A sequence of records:

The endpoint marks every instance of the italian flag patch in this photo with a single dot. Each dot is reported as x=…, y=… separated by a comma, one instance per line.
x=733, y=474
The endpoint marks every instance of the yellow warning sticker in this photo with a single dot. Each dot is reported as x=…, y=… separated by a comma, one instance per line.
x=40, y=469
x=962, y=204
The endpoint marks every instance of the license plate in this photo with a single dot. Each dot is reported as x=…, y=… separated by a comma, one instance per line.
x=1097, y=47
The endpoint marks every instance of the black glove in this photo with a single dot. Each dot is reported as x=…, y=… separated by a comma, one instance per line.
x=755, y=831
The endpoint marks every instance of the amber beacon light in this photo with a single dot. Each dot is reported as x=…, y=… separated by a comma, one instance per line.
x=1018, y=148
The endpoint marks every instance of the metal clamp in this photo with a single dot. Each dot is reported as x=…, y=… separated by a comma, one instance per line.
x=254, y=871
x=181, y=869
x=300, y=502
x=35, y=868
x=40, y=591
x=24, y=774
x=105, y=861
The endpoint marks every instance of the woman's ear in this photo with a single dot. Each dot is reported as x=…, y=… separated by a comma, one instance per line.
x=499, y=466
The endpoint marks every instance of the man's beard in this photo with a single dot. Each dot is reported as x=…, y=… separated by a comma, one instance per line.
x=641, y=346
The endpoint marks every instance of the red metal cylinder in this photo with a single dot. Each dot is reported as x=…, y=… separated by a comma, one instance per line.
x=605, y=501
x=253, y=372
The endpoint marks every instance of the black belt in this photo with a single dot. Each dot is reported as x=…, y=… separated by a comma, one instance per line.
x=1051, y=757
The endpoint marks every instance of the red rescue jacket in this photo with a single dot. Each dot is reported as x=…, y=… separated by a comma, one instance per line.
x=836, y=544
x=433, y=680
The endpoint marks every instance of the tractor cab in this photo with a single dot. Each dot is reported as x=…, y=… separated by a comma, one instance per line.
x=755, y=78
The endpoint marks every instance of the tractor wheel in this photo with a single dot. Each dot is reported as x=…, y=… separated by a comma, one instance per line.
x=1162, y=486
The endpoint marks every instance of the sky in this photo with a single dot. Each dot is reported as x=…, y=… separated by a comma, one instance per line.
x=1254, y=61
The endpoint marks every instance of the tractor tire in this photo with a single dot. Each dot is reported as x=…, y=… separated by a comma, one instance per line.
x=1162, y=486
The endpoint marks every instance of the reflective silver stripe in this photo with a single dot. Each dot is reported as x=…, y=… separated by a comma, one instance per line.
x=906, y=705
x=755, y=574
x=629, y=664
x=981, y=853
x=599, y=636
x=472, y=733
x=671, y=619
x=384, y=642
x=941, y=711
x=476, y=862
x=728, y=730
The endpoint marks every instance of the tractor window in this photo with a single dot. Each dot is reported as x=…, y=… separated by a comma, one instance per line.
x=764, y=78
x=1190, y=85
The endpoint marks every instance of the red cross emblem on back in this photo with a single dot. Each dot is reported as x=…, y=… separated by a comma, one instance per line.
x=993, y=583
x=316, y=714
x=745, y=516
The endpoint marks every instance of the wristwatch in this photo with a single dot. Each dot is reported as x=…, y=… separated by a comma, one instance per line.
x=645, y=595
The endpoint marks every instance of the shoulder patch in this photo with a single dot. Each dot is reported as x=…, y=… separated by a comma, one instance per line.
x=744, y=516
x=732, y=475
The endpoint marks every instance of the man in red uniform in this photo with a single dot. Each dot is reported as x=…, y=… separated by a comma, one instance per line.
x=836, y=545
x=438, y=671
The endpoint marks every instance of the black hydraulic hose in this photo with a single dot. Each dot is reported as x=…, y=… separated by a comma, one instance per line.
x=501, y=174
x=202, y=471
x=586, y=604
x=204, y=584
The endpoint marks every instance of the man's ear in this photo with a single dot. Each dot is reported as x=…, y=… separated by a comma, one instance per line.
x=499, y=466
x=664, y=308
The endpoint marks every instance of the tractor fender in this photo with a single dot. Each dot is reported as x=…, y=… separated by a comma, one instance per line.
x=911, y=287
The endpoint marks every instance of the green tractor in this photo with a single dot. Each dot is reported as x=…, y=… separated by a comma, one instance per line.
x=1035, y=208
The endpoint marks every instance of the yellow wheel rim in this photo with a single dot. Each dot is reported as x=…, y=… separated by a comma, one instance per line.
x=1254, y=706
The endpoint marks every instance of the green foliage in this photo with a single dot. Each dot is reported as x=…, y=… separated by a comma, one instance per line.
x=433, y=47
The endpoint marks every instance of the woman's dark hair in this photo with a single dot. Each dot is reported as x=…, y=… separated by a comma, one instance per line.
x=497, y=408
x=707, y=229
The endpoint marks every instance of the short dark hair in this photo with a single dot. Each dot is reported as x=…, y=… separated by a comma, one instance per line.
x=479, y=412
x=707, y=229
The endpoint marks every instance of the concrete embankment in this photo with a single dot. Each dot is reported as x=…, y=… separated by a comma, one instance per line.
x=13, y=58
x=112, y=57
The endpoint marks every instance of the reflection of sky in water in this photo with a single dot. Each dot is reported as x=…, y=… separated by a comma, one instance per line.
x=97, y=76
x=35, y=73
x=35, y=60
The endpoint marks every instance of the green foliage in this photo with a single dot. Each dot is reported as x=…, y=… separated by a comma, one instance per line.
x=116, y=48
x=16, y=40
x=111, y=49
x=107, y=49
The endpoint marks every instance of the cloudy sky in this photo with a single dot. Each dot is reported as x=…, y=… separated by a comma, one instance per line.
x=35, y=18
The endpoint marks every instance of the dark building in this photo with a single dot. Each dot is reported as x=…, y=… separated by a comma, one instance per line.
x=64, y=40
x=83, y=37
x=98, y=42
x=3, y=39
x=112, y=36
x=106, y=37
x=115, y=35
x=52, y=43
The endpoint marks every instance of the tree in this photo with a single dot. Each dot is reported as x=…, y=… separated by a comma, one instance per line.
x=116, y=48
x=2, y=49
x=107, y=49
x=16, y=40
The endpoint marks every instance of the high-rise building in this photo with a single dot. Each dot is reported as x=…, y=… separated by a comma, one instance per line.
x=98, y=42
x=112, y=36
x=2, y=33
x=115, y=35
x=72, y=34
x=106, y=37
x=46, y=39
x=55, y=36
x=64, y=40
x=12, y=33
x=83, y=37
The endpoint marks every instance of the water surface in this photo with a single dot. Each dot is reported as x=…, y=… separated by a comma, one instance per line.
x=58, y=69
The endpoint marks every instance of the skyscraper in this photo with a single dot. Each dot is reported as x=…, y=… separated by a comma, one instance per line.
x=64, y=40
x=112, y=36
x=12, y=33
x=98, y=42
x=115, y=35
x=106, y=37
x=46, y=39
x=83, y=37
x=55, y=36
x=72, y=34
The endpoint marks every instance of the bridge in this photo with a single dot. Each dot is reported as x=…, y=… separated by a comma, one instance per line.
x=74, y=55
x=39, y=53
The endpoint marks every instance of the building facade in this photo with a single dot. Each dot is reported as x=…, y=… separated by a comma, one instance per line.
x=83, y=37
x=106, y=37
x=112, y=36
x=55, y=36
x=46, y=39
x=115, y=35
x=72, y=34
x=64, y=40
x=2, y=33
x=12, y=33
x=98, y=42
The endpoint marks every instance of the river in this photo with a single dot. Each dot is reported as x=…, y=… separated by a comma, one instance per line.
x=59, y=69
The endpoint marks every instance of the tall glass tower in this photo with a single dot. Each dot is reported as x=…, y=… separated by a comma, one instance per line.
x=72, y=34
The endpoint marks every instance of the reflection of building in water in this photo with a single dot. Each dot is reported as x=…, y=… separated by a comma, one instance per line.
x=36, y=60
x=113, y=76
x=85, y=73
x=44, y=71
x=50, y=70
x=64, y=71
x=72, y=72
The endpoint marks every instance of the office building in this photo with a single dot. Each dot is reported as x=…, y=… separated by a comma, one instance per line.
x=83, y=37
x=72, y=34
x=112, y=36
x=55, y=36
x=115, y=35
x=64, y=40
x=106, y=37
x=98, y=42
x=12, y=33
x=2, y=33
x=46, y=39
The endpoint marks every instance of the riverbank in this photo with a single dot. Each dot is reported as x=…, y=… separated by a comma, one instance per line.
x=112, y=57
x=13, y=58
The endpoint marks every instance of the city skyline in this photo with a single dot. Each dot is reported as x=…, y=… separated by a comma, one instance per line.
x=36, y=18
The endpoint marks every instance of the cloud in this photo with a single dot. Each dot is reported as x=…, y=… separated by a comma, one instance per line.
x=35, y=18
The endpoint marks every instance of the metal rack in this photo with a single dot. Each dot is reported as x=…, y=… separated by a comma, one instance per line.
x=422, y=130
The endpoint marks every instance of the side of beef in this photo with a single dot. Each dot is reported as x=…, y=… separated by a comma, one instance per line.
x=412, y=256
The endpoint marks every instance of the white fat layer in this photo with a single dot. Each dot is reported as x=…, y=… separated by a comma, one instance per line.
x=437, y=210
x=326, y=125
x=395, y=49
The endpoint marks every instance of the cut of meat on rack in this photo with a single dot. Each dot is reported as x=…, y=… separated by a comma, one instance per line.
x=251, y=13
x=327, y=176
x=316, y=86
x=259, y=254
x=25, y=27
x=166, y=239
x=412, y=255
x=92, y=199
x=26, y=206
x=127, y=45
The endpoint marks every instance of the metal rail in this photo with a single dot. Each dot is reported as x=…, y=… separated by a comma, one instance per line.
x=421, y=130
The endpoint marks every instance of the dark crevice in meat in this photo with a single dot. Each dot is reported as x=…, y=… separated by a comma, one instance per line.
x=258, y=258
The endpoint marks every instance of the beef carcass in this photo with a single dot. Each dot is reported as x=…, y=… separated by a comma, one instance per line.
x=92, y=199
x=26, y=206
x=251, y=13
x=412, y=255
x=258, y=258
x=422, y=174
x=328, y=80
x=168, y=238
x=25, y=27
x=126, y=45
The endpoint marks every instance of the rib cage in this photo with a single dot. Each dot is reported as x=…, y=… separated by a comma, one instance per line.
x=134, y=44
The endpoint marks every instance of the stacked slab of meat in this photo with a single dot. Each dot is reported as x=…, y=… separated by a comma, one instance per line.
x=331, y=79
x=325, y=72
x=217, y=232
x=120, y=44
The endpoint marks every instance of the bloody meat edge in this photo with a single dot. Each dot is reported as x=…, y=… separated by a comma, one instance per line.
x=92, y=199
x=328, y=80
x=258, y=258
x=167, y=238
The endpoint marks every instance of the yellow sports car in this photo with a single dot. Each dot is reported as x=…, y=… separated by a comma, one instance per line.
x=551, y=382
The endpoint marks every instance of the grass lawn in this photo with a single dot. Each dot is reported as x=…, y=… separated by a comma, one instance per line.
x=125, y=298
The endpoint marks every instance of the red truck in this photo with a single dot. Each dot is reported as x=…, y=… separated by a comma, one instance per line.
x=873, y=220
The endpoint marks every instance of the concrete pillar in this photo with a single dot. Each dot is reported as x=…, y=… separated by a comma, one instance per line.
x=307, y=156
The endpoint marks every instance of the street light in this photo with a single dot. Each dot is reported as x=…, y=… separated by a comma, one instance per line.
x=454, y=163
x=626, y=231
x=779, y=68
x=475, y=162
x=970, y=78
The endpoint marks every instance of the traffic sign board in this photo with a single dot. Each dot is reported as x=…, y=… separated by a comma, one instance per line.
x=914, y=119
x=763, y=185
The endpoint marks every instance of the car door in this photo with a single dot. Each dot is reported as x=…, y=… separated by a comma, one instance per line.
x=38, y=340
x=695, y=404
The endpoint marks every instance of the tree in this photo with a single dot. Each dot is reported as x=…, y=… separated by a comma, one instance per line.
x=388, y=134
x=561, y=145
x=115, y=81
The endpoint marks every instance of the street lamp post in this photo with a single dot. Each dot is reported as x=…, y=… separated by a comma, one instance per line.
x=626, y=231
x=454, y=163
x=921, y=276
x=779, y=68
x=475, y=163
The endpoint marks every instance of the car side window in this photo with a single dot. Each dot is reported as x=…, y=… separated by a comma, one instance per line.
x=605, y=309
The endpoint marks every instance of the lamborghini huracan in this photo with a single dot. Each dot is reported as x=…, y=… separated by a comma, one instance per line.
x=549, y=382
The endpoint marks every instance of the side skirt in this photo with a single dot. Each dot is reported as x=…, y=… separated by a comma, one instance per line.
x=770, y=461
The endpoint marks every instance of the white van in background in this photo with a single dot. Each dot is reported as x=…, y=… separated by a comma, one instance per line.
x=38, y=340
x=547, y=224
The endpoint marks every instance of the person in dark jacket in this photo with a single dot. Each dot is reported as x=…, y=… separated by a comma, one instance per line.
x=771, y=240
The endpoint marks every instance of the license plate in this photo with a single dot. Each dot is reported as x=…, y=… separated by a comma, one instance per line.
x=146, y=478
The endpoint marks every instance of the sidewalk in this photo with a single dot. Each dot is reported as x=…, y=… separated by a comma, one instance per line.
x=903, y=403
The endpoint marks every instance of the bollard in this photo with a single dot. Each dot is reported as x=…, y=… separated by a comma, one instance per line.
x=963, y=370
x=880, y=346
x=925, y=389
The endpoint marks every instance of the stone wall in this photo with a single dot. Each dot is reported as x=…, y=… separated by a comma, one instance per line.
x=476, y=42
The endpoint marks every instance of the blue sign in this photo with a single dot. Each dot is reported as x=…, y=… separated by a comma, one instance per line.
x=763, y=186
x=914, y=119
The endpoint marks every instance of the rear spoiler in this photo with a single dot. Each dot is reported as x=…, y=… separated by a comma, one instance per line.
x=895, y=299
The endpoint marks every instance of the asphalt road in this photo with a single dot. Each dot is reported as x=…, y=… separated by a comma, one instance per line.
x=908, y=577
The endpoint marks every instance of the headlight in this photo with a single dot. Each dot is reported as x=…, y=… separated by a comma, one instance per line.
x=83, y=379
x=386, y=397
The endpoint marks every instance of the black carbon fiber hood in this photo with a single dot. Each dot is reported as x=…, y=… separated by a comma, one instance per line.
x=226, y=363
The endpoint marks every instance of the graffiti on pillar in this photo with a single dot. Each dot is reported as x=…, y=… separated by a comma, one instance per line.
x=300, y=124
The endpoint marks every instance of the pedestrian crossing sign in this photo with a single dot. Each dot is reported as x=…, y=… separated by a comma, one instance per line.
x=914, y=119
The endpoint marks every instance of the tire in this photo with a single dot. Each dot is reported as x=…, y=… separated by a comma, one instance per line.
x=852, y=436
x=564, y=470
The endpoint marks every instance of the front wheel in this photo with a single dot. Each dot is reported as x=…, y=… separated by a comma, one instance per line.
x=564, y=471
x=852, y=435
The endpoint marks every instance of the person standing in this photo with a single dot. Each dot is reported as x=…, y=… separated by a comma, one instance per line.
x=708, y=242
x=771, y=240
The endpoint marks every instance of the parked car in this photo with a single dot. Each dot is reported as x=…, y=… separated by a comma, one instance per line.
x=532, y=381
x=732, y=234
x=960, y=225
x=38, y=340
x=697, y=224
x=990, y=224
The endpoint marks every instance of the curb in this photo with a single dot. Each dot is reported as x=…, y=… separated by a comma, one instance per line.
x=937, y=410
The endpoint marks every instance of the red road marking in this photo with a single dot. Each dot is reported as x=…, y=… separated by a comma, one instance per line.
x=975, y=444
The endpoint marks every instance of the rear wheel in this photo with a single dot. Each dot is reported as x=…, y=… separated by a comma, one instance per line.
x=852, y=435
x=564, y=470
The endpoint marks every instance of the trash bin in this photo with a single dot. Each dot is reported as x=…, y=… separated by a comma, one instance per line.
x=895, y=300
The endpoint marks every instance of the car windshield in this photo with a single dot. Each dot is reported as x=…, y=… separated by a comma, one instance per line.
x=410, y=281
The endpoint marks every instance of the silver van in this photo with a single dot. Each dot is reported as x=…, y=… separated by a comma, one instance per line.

Task directions. Format the stretch of lines from the one containing "The endpoint marks every instance of the beef" through the one containing "x=873, y=220", both included, as a Markdown table with the columns "No." and "Line". Number the rows in order and omit any blank lines.

Expected output.
| No. | Line |
|---|---|
| 1 | The endpoint marks every instance of the beef carcass in this photo with a single dot. Each dot is reported as x=…, y=… separated by a comma, one instance per line. |
| 2 | x=92, y=199 |
| 3 | x=26, y=206 |
| 4 | x=251, y=13 |
| 5 | x=412, y=255 |
| 6 | x=258, y=258 |
| 7 | x=422, y=174 |
| 8 | x=328, y=80 |
| 9 | x=168, y=238 |
| 10 | x=25, y=27 |
| 11 | x=126, y=45 |
| 12 | The endpoint marks every instance of the rib cage in this photo with a single dot. Each dot is reported as x=…, y=… separated by a comma, one instance per line. |
| 13 | x=134, y=44 |
| 14 | The endpoint marks every instance of the stacked slab of meat in this photo with a single dot. Each dot is reported as x=…, y=… separated by a comma, one instance per line. |
| 15 | x=331, y=79 |
| 16 | x=325, y=72 |
| 17 | x=217, y=232 |
| 18 | x=120, y=44 |
| 19 | The endpoint marks every instance of the bloody meat edge in this photo with a single dot. Each dot is reported as x=…, y=… separated by a comma, one instance per line. |
| 20 | x=92, y=199 |
| 21 | x=328, y=80 |
| 22 | x=258, y=258 |
| 23 | x=167, y=238 |
| 24 | The endpoint marks every instance of the yellow sports car in this photo with a single dot. Each dot is reported as x=…, y=… separated by a comma, one instance per line. |
| 25 | x=551, y=382 |
| 26 | The endpoint marks every instance of the grass lawn in this photo with a single dot. Each dot is reported as x=…, y=… separated by a comma, one instance per line. |
| 27 | x=125, y=298 |
| 28 | The endpoint marks every instance of the red truck in this photo with a single dot. Each dot is reported as x=…, y=… separated by a comma, one instance per line. |
| 29 | x=873, y=220 |